Work request A:
Answer these from the thread below, one line each, marked (i), (ii) and (iii) like the questions:
(i) Which function did the faceted search use together with GIN?
(ii) What does the prefix search currently do for the person asking about it?
(iii) Should the counts match?
Work request B: List every content_type value that the query in the thread below checks for.
Work request C: Print the part of the thread below that opens with the words containing "I implemented faceted" and closes with "text_vector @@ to_tsquery('english', 'open')".

Given text:

■ ■ ■

My guess is that there won't be any win from the RUM index from this, but why guess? I'll try it today. :)

Thanks

jimfulton avatar Mar 02 '17 13:03 jimfulton

On Thu, Mar 2, 2017 at 4:59 AM, Arthur [email protected] wrote:

Should counts match? (I might be willing to trade off count accuracy for speed. :) ) Yes, they should match. It seems that it is the bug. I will work on it.

Thank you!

jimfulton avatar Mar 02 '17 13:03 jimfulton

Should a prefix search (like text_vector <=> to_tsquery('english', 'euro:*')) work?

Currently, it errors (and poisons the session) for me.

jimfulton avatar Mar 02 '17 16:03 jimfulton

Yep. It should work. I work on fixing it. It is the bug too.

Should counts match? (I might be willing to trade off count accuracy for speed. :) )

Currently I fixed this part.

za-arthur avatar Mar 02 '17 16:03 za-arthur

On Thu, Mar 2, 2017 at 11:26 AM, Arthur [email protected] wrote:

Yep. It should work. I work on fixing it. It is the bug too.

Cool. Thanks!

Should counts match? (I might be willing to trade off count accuracy for

speed. :) )

Currently I fixed this part.

Great!

jimfulton avatar Mar 02 '17 16:03 jimfulton

I implemented faceted search using GIN/ts_rank_cd:

SELECT * from (
  SELECT
    content_type, docid,
    row_number() over (
       PARTITION BY content_type
       ORDER BY ts_rank_cd(text_vector, to_tsquery('english', 'open')) desc
       ) AS rank,
    count(*) over (partition by content_type) AS count
  FROM pgtextindex
  WHERE text_vector @@ to_tsquery('english', 'open')
        and content_type in (
            'IProfile', 'IWikiPage', 'IBlogEntry',
            'ICommunityFile', 'ICalendarEvent', 'ICommunity')

■ ■ ■

Given records:
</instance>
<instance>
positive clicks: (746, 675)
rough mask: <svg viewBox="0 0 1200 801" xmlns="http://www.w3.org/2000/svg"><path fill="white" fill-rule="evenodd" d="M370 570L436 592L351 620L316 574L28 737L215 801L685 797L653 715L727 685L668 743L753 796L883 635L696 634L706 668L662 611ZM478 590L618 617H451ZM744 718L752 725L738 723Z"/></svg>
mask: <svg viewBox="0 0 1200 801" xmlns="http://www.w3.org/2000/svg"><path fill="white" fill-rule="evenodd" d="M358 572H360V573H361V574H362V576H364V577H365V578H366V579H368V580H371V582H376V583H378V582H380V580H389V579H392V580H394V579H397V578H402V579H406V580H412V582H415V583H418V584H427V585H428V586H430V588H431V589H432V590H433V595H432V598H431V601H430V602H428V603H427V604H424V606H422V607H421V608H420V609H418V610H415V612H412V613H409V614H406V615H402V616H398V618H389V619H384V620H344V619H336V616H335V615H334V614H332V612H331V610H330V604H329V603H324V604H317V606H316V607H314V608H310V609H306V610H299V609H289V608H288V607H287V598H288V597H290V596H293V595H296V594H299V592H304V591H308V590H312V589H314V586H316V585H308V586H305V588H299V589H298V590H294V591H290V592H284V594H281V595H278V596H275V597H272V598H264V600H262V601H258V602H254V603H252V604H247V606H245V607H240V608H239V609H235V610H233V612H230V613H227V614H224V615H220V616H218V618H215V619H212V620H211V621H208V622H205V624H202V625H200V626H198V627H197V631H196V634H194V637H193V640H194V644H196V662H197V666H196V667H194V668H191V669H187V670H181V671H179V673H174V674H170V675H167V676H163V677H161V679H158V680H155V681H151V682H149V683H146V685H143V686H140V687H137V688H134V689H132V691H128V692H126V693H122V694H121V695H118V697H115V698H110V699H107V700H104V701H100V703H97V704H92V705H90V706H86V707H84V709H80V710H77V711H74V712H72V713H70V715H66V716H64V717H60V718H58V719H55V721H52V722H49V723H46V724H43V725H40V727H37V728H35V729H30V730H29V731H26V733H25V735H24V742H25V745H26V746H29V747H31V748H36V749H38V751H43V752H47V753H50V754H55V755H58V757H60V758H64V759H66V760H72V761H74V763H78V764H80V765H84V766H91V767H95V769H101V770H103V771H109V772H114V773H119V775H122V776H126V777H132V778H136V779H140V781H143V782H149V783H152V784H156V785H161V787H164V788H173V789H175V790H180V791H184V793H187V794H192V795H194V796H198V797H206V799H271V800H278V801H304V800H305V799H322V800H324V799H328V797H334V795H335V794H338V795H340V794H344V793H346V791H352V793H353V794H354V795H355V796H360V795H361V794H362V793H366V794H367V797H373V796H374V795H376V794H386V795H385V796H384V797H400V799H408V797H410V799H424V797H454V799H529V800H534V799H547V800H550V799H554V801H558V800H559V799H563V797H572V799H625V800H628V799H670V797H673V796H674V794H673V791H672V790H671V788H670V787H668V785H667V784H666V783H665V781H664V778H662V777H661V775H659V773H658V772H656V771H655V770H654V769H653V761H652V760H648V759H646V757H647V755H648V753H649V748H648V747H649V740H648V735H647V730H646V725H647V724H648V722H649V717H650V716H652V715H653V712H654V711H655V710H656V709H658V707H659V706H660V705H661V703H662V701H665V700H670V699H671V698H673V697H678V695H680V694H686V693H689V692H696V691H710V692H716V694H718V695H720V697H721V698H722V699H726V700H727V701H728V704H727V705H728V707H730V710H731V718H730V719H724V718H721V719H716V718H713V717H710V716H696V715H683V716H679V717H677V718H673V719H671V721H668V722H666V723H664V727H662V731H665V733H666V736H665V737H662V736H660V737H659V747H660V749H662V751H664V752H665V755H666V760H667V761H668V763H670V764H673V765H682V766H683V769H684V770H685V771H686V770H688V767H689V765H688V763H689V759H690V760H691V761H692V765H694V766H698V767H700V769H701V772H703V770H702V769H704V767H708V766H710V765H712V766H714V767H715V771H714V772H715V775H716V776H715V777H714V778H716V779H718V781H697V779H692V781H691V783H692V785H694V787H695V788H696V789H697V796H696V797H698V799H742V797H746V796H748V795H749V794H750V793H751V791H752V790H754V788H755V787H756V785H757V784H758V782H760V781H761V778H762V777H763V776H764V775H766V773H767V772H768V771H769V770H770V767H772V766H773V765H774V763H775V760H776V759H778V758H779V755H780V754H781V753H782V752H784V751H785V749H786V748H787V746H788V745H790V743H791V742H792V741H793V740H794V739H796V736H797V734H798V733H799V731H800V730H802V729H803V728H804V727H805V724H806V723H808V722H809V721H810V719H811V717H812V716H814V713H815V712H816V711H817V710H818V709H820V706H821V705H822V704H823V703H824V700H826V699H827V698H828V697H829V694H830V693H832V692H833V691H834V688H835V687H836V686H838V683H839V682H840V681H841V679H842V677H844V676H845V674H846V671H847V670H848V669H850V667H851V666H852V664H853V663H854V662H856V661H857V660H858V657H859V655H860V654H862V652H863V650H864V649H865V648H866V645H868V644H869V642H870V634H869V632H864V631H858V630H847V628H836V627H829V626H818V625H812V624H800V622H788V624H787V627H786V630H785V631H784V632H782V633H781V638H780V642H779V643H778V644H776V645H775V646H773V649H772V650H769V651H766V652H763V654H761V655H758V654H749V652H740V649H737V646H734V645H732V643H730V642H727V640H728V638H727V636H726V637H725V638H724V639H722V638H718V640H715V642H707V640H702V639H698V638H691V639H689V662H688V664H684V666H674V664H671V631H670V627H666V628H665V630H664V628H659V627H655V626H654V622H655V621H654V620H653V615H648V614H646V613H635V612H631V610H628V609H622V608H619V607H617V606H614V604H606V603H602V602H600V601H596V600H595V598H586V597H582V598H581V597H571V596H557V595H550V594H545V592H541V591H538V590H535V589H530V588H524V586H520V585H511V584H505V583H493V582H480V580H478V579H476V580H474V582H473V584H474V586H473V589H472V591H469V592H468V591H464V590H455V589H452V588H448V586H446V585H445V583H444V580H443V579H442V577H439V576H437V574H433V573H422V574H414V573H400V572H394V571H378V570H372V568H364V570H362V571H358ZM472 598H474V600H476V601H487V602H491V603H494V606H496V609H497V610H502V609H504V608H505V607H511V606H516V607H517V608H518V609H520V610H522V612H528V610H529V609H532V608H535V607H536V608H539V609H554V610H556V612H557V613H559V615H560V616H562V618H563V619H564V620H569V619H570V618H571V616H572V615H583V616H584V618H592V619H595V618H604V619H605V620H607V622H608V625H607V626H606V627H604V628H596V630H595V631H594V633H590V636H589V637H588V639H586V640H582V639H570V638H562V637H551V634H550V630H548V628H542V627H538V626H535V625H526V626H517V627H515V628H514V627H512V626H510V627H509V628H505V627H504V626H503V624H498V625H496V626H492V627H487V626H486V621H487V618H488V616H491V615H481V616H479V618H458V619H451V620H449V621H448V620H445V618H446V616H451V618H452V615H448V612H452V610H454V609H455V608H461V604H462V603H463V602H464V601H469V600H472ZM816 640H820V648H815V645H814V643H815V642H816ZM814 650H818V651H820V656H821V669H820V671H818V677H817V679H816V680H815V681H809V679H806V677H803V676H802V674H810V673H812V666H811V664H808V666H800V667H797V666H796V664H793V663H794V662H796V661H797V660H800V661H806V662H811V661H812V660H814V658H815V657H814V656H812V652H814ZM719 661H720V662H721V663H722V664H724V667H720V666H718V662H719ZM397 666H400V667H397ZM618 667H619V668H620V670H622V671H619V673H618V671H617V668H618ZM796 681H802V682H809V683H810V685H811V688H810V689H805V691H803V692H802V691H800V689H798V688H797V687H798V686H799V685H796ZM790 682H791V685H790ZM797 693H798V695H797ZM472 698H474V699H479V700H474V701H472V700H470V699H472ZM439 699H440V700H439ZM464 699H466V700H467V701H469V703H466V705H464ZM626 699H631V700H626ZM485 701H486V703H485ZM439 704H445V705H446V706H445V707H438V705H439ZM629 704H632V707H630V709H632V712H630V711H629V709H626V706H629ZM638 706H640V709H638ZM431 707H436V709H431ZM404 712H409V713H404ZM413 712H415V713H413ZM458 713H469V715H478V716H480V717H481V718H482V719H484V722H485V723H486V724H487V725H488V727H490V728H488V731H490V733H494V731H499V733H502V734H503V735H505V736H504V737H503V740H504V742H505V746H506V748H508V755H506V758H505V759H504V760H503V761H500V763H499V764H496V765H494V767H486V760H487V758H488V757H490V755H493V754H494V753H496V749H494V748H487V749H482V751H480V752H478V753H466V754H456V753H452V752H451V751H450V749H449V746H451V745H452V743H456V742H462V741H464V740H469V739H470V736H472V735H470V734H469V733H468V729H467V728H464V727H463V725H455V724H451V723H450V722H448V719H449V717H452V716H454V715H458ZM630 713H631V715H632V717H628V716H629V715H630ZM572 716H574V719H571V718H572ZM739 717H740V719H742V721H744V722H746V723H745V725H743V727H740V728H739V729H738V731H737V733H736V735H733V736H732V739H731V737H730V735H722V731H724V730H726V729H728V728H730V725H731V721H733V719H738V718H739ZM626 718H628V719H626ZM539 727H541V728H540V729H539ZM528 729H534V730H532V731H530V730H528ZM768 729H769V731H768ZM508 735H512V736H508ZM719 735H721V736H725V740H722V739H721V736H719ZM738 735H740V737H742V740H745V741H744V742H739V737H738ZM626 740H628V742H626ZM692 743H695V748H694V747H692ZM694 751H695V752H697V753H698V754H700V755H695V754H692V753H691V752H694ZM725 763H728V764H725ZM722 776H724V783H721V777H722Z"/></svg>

■ ■ ■

Response A:
(i) ts_rank_cd
(ii) It errors and poisons the session.
(iii) Yes, they should match.

Response B:
IProfile
IWikiPage
IBlogEntry
ICommunityFile
ICalendarEvent
ICommunity

Response C:
I implemented faceted search using GIN/ts_rank_cd:

SELECT * from (
  SELECT
    content_type, docid,
    row_number() over (
       PARTITION BY content_type
       ORDER BY ts_rank_cd(text_vector, to_tsquery('english', 'open')) desc
       ) AS rank,
    count(*) over (partition by content_type) AS count
  FROM pgtextindex
  WHERE text_vector @@ to_tsquery('english', 'open')